*SET EXERCISE*: Transcribe the lines of the data below, from the line containing "For every instance of the paved" through the line containing "x=145 y=143", including both of those lines.

*THE INPUT*:
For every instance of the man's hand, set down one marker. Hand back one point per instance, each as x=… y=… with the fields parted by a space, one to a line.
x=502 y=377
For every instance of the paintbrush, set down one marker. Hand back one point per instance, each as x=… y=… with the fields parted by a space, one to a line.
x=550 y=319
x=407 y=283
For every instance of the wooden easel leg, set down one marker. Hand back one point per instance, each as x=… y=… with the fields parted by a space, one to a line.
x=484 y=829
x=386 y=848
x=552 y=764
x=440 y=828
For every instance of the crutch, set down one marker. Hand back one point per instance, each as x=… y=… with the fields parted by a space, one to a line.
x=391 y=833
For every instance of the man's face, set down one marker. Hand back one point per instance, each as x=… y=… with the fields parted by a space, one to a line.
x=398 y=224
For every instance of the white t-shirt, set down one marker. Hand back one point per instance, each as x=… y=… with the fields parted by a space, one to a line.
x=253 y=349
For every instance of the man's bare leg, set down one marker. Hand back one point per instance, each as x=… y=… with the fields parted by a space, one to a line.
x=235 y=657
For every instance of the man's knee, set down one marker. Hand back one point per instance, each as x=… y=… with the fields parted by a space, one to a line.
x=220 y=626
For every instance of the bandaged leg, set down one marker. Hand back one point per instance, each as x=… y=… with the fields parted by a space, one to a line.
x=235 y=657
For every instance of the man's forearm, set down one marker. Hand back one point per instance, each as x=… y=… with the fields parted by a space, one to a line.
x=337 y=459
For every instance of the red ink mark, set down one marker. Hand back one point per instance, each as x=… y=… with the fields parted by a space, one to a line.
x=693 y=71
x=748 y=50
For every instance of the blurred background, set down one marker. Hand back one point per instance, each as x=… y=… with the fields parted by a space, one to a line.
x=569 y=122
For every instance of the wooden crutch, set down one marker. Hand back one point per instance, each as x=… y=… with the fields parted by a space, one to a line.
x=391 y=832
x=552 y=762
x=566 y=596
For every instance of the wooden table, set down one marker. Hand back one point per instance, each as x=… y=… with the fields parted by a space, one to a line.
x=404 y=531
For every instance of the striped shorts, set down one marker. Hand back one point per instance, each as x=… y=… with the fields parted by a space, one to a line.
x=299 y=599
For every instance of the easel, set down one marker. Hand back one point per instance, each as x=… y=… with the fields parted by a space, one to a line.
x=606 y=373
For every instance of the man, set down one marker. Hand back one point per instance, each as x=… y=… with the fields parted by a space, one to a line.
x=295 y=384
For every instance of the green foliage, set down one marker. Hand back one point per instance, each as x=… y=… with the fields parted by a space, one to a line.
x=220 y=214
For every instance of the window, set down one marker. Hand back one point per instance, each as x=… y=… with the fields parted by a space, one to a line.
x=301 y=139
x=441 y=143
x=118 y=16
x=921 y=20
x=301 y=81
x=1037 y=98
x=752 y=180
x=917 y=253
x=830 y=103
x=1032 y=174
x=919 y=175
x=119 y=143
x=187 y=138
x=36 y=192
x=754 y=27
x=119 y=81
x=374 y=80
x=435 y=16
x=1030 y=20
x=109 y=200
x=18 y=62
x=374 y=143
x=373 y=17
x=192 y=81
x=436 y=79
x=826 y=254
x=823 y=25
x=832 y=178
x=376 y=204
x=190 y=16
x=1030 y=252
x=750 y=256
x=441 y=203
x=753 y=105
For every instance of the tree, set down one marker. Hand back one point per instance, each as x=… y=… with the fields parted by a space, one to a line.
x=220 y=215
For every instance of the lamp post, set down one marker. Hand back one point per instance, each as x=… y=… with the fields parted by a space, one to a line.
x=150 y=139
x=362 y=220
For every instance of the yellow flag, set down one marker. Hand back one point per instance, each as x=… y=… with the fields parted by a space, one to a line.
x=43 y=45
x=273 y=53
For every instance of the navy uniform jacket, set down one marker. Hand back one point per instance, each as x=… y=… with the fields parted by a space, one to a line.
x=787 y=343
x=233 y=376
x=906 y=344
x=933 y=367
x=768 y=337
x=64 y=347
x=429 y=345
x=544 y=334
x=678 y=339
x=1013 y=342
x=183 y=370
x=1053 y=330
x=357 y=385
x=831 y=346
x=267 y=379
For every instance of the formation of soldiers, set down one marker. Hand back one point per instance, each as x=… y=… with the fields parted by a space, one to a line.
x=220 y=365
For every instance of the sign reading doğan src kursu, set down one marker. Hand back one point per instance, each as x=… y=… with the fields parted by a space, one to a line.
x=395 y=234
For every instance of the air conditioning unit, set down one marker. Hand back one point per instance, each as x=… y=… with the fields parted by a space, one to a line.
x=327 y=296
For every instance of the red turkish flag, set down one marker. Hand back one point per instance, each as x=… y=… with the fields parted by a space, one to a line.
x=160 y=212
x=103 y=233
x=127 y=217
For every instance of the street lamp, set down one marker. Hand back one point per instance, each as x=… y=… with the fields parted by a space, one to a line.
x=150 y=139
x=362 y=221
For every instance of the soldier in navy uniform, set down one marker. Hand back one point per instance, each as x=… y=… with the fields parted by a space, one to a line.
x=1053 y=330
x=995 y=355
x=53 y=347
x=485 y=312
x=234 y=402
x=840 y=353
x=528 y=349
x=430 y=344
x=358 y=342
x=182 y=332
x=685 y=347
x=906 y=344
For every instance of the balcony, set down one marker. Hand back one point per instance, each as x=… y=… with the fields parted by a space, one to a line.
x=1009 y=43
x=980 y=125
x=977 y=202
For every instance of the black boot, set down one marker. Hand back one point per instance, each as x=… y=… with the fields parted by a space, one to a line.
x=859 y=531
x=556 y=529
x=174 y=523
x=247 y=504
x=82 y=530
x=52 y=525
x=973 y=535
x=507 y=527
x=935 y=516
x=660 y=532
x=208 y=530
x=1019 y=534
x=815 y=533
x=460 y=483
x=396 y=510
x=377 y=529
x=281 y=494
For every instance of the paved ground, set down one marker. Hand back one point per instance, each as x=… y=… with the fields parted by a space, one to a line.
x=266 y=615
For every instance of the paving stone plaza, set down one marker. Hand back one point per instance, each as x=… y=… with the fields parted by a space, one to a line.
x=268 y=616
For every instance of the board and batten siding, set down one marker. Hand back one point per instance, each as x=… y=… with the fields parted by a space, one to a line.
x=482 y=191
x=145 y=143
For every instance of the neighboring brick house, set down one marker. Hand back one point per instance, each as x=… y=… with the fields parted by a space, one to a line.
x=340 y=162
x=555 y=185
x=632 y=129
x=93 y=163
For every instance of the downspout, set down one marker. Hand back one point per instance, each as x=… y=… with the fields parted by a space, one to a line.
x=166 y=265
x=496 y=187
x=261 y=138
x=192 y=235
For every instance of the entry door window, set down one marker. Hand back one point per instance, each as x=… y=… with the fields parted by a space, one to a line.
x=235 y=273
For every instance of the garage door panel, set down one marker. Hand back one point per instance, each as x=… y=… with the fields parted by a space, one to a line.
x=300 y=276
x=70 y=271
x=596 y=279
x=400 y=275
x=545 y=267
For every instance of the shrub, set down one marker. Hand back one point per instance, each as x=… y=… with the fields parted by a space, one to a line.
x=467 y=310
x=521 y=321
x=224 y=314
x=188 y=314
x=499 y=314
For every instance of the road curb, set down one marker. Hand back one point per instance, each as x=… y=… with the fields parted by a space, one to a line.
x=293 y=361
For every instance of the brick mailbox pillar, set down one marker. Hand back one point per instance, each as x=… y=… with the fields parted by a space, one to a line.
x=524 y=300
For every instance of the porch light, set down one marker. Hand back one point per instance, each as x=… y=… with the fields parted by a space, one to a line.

*WRITTEN ANSWER*:
For every instance of the paved ground, set down one marker. Hand back one point per instance, each as x=… y=… with the fields parted by a space, one to a line.
x=266 y=615
For every instance of the paving stone plaza, set down one marker. Hand back one point per instance, each as x=… y=… with the fields parted by a space, one to a line.
x=268 y=616
For every instance of the board and batten siding, set down one marker. Hand back one point per instance, each as x=… y=… with the fields parted by a space, one to a line.
x=482 y=191
x=145 y=143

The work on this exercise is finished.